* **Task prompt**
Below are some records. Set each one down exactly as it reads.

+ + + + + + +

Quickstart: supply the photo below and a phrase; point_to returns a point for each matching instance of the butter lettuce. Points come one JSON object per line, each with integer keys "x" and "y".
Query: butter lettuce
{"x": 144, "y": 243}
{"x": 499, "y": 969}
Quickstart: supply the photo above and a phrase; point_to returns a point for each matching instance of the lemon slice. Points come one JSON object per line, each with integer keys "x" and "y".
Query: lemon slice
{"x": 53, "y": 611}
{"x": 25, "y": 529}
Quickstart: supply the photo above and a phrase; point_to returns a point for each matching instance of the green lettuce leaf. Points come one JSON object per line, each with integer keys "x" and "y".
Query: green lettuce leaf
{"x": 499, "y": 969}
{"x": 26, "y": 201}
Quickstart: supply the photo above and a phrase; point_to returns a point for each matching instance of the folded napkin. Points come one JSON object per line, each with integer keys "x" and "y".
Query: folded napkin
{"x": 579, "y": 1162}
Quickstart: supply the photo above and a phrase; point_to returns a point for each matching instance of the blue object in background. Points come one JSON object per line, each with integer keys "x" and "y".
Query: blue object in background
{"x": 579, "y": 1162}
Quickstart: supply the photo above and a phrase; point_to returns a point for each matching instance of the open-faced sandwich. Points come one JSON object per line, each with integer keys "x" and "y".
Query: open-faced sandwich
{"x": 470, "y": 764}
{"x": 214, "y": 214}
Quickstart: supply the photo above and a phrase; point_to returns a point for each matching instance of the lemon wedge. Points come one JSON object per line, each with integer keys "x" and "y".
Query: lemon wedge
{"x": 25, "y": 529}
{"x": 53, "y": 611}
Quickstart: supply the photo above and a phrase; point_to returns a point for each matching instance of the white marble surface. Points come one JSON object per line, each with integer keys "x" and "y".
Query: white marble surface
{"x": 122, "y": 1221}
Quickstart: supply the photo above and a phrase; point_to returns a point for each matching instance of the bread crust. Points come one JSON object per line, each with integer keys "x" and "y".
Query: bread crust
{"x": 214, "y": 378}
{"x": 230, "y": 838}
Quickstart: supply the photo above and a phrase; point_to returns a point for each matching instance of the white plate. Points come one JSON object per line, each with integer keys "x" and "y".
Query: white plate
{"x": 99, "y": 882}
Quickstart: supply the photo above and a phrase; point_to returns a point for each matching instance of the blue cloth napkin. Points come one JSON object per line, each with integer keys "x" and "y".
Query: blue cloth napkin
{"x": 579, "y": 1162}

+ + + + + + +

* **Answer box**
Quickstart: supply the photo below and a phrase; point_to returns a point for each matching instance of the butter lettuce. Points come one JSON object per line, each with integer keys "x" and "y".
Query: butter lettuce
{"x": 144, "y": 243}
{"x": 499, "y": 969}
Quickstart: supply the photo above and a phrase; point_to returns a point for each matching instance of the lemon slice. Points come one JSON object per line, each with integer keys "x" and "y".
Query: lemon slice
{"x": 53, "y": 611}
{"x": 25, "y": 529}
Quickstart: supply the photo above and a phrase; point_to returns a point for each matching instance of the green lettuce leaf. Points come one JSON object per line, each with integer keys "x" and "y".
Query: green lettuce leaf
{"x": 499, "y": 969}
{"x": 26, "y": 201}
Quickstart: supply the photo above and a phrase; point_to returns a point for each matching instance of the folded napkin. Points come one JSON object per line, each with integer keys "x" and "y".
Query: folded napkin
{"x": 579, "y": 1162}
Quickstart: supply the photo above and a phrase; point_to returns a point for each matching instance of the blue object in background. Points come one JSON object per line, each with integer keys "x" and "y".
Query: blue object in background
{"x": 579, "y": 1162}
Quickstart: supply the photo above and a phrase; point_to returns a point for each matching instance of the open-faced sandwich. Points come one JSON object per line, each with integer keys "x" and "y".
Query: open-faced sandwich
{"x": 470, "y": 764}
{"x": 214, "y": 214}
Quickstart: supply the photo above and a phrase; point_to returns a point for each matching instance of the lemon wedge. Points come one JSON object per line, each with integer keys "x" and "y".
Query: lemon wedge
{"x": 25, "y": 529}
{"x": 53, "y": 611}
Quickstart: supply the photo above and a phrase; point_to returns a point for each matching instance of the white marble surface. Points come one JSON object per line, each with integer keys "x" and "y".
Query: white marble surface
{"x": 122, "y": 1221}
Quickstart: supply the photo above and a phrase; point_to returns a point for each matching instance of the bread crust. Points come one JSON object per line, each with integer keys "x" and "y".
Query: bread crust
{"x": 214, "y": 378}
{"x": 230, "y": 838}
Quickstart: supply the photo above and a phrase; point_to returns a point for each matching instance of the white plate. Points come one JSON object per line, each with integer keys "x" and "y".
Query: white plate
{"x": 99, "y": 882}
Quickstart: supply the photo above and a phrase; point_to returns a point for each matching instance of the blue cloth napkin. Points come one JSON object per line, each with integer keys "x" and "y".
Query: blue cloth napkin
{"x": 579, "y": 1162}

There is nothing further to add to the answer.